• Work required: Print the listing below exactly. Leave nothing out.

• Entries provided:
= = = = =

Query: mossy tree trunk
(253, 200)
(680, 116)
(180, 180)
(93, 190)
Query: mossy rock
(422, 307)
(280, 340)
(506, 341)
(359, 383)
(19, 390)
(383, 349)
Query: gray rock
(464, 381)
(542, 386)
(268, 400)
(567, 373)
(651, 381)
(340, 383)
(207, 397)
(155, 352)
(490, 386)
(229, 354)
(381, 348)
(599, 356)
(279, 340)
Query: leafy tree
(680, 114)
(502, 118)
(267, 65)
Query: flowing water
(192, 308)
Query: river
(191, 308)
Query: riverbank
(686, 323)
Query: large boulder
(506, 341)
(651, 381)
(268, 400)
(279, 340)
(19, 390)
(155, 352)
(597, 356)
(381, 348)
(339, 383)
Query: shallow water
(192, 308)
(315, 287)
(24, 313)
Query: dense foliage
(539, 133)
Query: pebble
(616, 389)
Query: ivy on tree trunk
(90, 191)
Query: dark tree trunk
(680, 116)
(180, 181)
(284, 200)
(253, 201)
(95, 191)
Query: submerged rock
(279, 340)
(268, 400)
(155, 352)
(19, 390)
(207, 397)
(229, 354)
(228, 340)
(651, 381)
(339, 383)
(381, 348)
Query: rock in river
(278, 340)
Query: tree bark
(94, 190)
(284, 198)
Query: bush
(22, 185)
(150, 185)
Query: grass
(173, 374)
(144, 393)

= = = = =

• Answer to the problem:
Query: mossy tree trunk
(253, 200)
(680, 116)
(180, 180)
(93, 190)
Query: mossy rock
(422, 307)
(280, 340)
(506, 341)
(359, 383)
(19, 390)
(383, 349)
Query: gray rock
(464, 381)
(542, 386)
(268, 400)
(567, 373)
(651, 381)
(340, 383)
(207, 397)
(155, 352)
(490, 386)
(229, 354)
(381, 348)
(599, 356)
(279, 340)
Query: leafy tree
(680, 114)
(502, 118)
(267, 65)
Query: flowing water
(192, 308)
Query: river
(191, 308)
Query: riverbank
(686, 323)
Query: large boulder
(506, 341)
(651, 381)
(268, 400)
(279, 340)
(19, 390)
(155, 352)
(597, 356)
(381, 348)
(339, 383)
Query: shallow water
(192, 308)
(315, 287)
(24, 313)
Query: dense foliage
(539, 133)
Query: pebble
(616, 389)
Query: ivy on tree trunk
(90, 191)
Query: dark tree trunk
(680, 116)
(180, 181)
(284, 200)
(253, 201)
(95, 191)
Query: submerged rock
(279, 340)
(268, 400)
(155, 352)
(19, 390)
(207, 397)
(229, 354)
(228, 340)
(651, 381)
(339, 383)
(381, 348)
Query: rock in river
(278, 340)
Query: tree bark
(94, 190)
(284, 198)
Query: bush
(22, 185)
(150, 185)
Query: grass
(173, 374)
(144, 393)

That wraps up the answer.